» Stated exercise
Quote the line containing "Thank you for the photograph above. Please mark the parked" and all lines that follow it in the listing below, exactly as written.

Dataset rows on where objects appear
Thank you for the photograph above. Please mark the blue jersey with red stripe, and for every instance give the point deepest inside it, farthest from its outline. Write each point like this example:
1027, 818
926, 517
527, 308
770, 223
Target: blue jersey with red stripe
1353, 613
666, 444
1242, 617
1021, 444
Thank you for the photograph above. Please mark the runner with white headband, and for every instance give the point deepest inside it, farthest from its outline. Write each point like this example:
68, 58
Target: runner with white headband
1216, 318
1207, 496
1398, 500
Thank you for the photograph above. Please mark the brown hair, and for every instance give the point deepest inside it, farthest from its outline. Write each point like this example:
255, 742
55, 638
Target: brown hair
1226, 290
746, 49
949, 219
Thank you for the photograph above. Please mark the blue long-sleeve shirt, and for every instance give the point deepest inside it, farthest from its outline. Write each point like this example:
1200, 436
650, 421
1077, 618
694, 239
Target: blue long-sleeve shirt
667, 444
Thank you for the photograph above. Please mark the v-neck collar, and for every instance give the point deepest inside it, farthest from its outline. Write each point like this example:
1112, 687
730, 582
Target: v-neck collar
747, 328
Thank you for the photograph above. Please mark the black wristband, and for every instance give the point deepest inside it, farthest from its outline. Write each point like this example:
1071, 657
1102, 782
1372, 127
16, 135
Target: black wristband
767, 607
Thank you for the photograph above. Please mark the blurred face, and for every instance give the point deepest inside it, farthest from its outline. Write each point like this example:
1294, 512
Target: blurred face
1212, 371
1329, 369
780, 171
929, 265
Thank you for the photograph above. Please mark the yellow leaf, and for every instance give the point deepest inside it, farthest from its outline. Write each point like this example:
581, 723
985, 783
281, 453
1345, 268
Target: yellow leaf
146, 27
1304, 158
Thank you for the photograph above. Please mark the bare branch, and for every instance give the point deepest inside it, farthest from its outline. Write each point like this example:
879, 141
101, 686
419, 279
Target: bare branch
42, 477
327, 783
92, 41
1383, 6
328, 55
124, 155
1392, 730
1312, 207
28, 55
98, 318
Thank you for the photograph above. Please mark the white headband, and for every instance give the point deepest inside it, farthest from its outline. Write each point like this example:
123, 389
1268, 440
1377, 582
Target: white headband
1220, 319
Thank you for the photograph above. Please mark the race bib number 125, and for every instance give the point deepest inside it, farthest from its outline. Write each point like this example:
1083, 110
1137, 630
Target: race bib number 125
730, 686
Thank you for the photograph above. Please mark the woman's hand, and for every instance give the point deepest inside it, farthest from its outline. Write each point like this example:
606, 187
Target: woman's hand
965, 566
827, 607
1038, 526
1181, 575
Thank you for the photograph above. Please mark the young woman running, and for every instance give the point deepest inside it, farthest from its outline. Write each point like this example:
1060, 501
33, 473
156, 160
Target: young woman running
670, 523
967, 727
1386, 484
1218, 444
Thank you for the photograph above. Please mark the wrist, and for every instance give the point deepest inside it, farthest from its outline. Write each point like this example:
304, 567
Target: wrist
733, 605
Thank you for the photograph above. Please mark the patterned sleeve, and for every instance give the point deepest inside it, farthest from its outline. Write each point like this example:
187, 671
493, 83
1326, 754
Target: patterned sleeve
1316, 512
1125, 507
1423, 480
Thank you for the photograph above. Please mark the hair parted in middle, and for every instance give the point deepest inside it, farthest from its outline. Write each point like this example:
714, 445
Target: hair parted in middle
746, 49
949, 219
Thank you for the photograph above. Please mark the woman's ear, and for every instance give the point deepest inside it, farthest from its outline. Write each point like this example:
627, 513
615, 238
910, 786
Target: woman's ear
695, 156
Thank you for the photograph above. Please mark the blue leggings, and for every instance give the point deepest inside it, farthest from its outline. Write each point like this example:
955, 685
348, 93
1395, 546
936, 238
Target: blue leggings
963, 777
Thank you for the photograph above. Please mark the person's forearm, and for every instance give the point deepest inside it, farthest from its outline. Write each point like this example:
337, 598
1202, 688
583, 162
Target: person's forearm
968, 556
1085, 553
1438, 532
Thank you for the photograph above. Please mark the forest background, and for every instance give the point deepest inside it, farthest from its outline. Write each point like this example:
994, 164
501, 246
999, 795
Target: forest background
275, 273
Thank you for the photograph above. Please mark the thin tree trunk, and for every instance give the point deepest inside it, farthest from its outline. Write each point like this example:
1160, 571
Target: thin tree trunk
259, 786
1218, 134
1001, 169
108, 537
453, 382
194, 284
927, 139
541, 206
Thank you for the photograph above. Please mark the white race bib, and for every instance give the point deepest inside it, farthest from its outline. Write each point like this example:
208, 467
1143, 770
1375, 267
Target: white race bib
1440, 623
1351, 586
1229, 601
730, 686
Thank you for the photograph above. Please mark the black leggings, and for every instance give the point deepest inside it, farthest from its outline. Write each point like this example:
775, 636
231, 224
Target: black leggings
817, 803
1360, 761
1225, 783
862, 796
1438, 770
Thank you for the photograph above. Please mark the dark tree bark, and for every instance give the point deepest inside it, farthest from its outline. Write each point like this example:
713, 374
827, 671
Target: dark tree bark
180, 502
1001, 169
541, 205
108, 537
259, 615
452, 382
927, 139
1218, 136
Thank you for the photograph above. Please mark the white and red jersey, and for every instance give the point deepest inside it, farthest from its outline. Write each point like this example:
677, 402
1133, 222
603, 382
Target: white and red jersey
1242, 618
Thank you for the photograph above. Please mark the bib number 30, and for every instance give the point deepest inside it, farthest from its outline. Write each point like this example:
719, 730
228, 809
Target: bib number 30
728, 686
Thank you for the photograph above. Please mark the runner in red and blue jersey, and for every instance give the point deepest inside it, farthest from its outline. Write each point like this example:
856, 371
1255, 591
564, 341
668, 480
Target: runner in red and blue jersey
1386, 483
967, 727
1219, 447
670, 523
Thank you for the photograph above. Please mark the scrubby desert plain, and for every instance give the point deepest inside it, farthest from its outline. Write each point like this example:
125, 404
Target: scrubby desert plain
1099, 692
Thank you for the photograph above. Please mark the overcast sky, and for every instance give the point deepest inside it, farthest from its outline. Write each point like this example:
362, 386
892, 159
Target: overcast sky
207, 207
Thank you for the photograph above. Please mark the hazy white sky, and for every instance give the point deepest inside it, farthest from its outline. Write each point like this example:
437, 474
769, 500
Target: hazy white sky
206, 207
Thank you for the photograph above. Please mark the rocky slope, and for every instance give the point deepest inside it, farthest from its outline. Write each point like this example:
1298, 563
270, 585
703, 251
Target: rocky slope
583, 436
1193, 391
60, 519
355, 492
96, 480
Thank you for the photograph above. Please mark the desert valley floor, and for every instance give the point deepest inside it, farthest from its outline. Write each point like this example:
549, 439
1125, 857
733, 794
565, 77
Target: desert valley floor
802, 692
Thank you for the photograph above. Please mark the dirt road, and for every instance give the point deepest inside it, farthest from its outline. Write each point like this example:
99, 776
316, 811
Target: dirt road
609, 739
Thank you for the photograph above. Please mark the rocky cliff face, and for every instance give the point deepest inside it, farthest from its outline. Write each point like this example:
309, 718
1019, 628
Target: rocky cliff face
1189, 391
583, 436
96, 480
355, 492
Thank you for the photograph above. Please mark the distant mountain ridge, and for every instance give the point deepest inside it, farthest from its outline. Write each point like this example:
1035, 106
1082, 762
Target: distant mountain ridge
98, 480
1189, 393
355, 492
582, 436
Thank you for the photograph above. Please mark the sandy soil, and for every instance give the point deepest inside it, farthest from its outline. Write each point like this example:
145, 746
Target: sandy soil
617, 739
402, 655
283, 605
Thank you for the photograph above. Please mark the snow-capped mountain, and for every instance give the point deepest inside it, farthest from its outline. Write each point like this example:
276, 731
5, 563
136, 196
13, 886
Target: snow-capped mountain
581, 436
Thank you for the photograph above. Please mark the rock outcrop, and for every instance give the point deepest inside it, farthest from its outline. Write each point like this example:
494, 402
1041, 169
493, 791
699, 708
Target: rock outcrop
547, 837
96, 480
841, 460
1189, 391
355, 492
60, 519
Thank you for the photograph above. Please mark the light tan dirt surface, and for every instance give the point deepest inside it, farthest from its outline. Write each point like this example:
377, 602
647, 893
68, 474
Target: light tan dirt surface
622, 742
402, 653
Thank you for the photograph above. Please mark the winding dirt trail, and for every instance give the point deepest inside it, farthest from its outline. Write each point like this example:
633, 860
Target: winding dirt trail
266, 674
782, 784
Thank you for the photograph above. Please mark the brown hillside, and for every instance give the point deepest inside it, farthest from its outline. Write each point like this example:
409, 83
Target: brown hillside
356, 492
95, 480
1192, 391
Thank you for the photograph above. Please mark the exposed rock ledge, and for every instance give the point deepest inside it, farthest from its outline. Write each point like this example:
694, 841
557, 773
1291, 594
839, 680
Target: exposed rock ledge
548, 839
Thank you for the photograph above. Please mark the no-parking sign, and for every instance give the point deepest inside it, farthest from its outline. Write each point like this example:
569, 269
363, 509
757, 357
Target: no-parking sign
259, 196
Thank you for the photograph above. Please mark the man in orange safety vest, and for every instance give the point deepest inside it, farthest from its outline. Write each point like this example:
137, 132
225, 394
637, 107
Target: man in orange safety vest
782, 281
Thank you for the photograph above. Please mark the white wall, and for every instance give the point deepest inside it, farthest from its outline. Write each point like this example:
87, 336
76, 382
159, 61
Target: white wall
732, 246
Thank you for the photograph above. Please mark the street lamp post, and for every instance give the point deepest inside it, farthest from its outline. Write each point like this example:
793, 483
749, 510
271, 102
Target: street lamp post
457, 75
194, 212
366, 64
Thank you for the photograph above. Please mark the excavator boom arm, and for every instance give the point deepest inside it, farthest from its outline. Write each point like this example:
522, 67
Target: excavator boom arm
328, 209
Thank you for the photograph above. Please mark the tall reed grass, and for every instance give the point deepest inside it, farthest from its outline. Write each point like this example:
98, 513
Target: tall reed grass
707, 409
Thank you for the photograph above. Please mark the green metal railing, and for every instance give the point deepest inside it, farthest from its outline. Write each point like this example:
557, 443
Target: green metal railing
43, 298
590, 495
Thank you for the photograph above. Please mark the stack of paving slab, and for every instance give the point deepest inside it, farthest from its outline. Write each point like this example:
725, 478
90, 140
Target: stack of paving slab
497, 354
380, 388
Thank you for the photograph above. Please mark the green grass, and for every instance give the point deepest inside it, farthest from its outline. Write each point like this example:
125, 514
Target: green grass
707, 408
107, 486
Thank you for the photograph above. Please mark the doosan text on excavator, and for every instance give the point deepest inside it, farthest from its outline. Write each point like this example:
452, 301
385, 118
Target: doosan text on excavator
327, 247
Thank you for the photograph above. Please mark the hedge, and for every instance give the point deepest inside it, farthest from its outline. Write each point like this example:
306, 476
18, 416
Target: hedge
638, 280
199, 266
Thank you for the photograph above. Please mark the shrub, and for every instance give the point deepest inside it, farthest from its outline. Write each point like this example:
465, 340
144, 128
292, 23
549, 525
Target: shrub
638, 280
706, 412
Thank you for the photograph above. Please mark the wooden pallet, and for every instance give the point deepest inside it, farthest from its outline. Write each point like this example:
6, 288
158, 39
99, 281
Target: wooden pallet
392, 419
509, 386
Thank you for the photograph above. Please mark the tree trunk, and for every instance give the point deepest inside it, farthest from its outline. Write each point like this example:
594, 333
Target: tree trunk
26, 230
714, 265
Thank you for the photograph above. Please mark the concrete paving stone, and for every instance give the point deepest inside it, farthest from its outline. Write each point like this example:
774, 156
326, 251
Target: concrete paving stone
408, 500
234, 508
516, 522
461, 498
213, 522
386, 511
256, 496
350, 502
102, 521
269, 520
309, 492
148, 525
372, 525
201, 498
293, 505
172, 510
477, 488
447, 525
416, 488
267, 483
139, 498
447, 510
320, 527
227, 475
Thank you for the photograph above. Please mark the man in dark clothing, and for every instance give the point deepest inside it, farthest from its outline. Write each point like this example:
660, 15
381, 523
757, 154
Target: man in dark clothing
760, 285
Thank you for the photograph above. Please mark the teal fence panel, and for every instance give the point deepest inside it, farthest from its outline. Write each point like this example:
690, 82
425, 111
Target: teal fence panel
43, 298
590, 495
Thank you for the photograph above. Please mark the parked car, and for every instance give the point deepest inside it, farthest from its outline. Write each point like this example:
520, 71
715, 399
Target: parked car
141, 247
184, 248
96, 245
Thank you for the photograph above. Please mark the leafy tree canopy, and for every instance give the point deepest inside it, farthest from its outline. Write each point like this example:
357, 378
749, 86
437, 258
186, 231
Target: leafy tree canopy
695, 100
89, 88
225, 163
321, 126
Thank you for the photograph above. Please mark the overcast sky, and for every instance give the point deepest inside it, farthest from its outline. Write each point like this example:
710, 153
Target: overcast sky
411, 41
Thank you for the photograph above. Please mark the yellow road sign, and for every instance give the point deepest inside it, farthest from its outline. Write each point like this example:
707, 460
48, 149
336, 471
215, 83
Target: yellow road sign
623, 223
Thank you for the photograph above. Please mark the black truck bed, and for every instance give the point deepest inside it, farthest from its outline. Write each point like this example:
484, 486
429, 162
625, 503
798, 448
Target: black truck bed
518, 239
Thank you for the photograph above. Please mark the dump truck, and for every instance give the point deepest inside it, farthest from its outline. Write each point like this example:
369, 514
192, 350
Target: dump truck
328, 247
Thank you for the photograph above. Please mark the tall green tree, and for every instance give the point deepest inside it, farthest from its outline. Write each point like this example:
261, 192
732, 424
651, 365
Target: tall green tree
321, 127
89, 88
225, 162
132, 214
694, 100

» Result below
Thank you for the photograph above. Please mark the parked car, and for every instance give the point deepest inside it, farthest from its outline. Write each point like this example:
520, 71
715, 399
Target: parked car
141, 247
184, 248
96, 245
Thank you for the photograph above. Please mark the leafy tree canopy, and for every instance give the point deepest inside it, farthest from its outline. Write each point like this example:
357, 378
749, 86
437, 258
186, 231
Target: leafy tree canopy
695, 100
89, 88
225, 163
321, 126
Thank you for the photograph above. Please mark the overcast sky, and for every instance give the point deepest inside it, farthest from its outline. Write each point like this example:
710, 153
Target: overcast sky
411, 41
Thank you for the photograph above. Please mark the yellow road sign, and for every instance give the point deepest inside it, farthest from its outline. Write each point like this example:
707, 460
48, 149
336, 471
215, 83
Target: yellow road sign
623, 223
Thank you for the photograph above. Please mark the black truck bed, and for every instance give the point deepest inside it, farthest from its outline. Write each point like this example:
484, 486
429, 162
625, 503
798, 448
Target: black truck bed
518, 239
Thank you for the photograph above. Please mark the dump truck, and for every instance give the point deepest inside it, farthest from its outline. Write each point like this example:
369, 514
192, 350
Target: dump truck
328, 247
Thank you for the photograph above. Please mark the tall green tree, and for every instance give the point deepest inside it, farthest from its outline. Write each point like this example:
261, 192
732, 424
651, 365
Target: tall green tree
321, 127
89, 88
225, 162
132, 214
694, 100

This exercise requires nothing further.